- EXCERPT PROVIDED

-=-=-

I think you are wrong if you see self-conception as independent of memories. If you take Steve Andreas model laid out in Transform Your Self, a self-concept like "I'm a kind person" is inherently build-up of memories of remembering yourself as a kind person.
With Dissociative Identity Disorder that gets caused by trauma, the traumatic memories might be too much to easily integrated into the existing self concept, so there's a need for a new personality to house those memories.
That’s a good article, thanks. I had much the same thought when I read about he Ziz stuff, namely that
(A) dissociated identities don’t correspond to brain hemispheres in the way the Zizians seem to think they do
(B) sleep deprivation is well known to be bad for you
(C) whatever technique they used, we can tell from the externally observed effect - the crazy stuff they got up to - that the technique had a bad effect.
we can tell from the externally observed effect - the crazy stuff they got up to - that the technique had a bad effect.
This is probably only convincing from outside. From inside, there is probably a perfectly good explanation, and what seems to us as craziness would seem to them as advanced rationality.
I think Ziz believes in some form of quantum suicide, so from that perspective, even getting killed is not necessarily a bad outcome, because if you apply your timeless algorithm across all Everett branches, of course you are going to win some and lose some, so this just happens to be a losing branch.
Mixing two metaphors together, we get a quantum suicide by a cop, where you boldly keep escalating to achieve your goals, and you either achieve them, or you are no longer in that specific Everett branch. Also, killing the people you consider bad is justified, because they survive in the parallel branches where they pissed you off less, so you just made them less bad on average (they probably should have thanked you).

-=-=-

- INFORMATION GIVEN
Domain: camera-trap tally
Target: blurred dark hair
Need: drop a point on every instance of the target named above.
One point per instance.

-=-=-

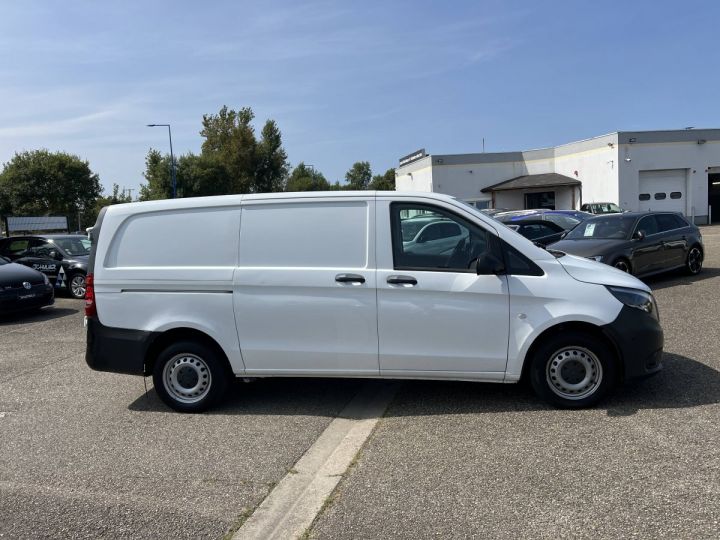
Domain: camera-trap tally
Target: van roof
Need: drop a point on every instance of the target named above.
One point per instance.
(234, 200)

-=-=-

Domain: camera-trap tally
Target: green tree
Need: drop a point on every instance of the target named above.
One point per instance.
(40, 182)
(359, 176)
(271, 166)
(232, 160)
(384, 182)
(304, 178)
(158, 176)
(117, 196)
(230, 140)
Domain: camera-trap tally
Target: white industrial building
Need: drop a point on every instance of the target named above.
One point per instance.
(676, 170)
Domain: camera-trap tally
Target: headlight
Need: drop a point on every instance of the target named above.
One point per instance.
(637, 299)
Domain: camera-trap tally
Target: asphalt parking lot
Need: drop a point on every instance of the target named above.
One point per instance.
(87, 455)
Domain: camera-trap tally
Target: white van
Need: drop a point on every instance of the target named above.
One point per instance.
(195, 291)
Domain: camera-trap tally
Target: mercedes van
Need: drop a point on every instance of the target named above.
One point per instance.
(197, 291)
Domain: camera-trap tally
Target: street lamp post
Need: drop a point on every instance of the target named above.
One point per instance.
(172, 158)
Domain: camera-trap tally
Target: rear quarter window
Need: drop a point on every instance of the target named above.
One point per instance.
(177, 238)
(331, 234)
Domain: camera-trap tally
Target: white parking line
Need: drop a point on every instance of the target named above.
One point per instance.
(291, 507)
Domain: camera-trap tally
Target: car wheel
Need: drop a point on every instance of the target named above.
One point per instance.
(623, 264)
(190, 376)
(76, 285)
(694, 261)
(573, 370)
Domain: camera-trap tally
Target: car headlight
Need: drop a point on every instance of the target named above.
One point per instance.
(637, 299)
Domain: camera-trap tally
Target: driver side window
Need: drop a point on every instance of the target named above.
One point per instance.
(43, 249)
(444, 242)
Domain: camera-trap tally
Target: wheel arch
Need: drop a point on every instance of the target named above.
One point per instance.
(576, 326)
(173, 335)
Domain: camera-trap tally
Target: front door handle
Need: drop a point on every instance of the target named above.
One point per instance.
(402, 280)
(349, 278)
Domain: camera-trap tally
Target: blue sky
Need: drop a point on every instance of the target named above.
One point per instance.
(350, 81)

-=-=-

- WORK TO COMPLETE
• 1. Can you reproduce the part of the comment on dissociated identities that opens with the words containing "With Dissociative Identity" and closes with "house those memories.", renaming "traumatic memories" to "painful memories" within it?
• 2. What is the Spanish for the sentence "This is probably only convincing from outside." from the comment on dissociated identities?
• 3. Can you pick up the comment on dissociated identities and the Zizians after its final sentence and carry it further?

- SOLVED PROBLEMS
• 1.
With Dissociative Identity Disorder that gets caused by trauma, the painful memories might be too much to easily integrated into the existing self concept, so there's a need for a new personality to house those memories.

• 2. Esto probablemente solo resulta convincente desde fuera.

• 3.
...which is why it felt so important to me to make it clear that the things about hemispheres are plainly wrong in all Everett branches. Just in case someone who is tempted by their ideology is reading this.
I think it's interesting how cults' self-imposed isolation from outside memespace inverts their error-correcting mechanisms. Their incorrect beliefs conflict with reality. Instead of admitting wrongness, they double-down and tighten their self-imposed isolation.
This feedback loop is why independently-spawned cults with different professed beliefs converge to similar phenotypes. For example, they get confused and lash out when you say something like "You are factually incorrect, but I'm going to be nice to you out of a sense of basic decency", because they've doubled-down on "outsiders are the enemy" so many times.
It makes me wonder why the Latter Day Saints (Mormons) didn't implode during their early formation. If cults self-destruct because they have an autoimmune reaction to outside ideas, then I wonder if the greatest benefit of LDS missionary service isn't recruiting new members, but instead dirtying their children with outside memespace to prevent an autoimmune reaction when they mature.
I wonder if the greatest benefit of LDS missionary service isn't recruiting new members, but instead dirtying their children with outside memespace to prevent an autoimmune reaction when they mature.
From what age do the Mormons do this?
It sounds plausible that a small child would not be able to evaluate new arguments correctly, so it will just ask an elder and receive some bullshit excuse which sounds okay. And at later age, it will not even listen to the arguments, because "I have heard it all before many times".
EDIT:
There is a traditional atheist way of bringing up children to faithlessness, where you first read them about the Greek gods, and later some Bible for children. Both in context of "stories that people believed in the past". So when they encounter the meme in real life, they have some antidotes.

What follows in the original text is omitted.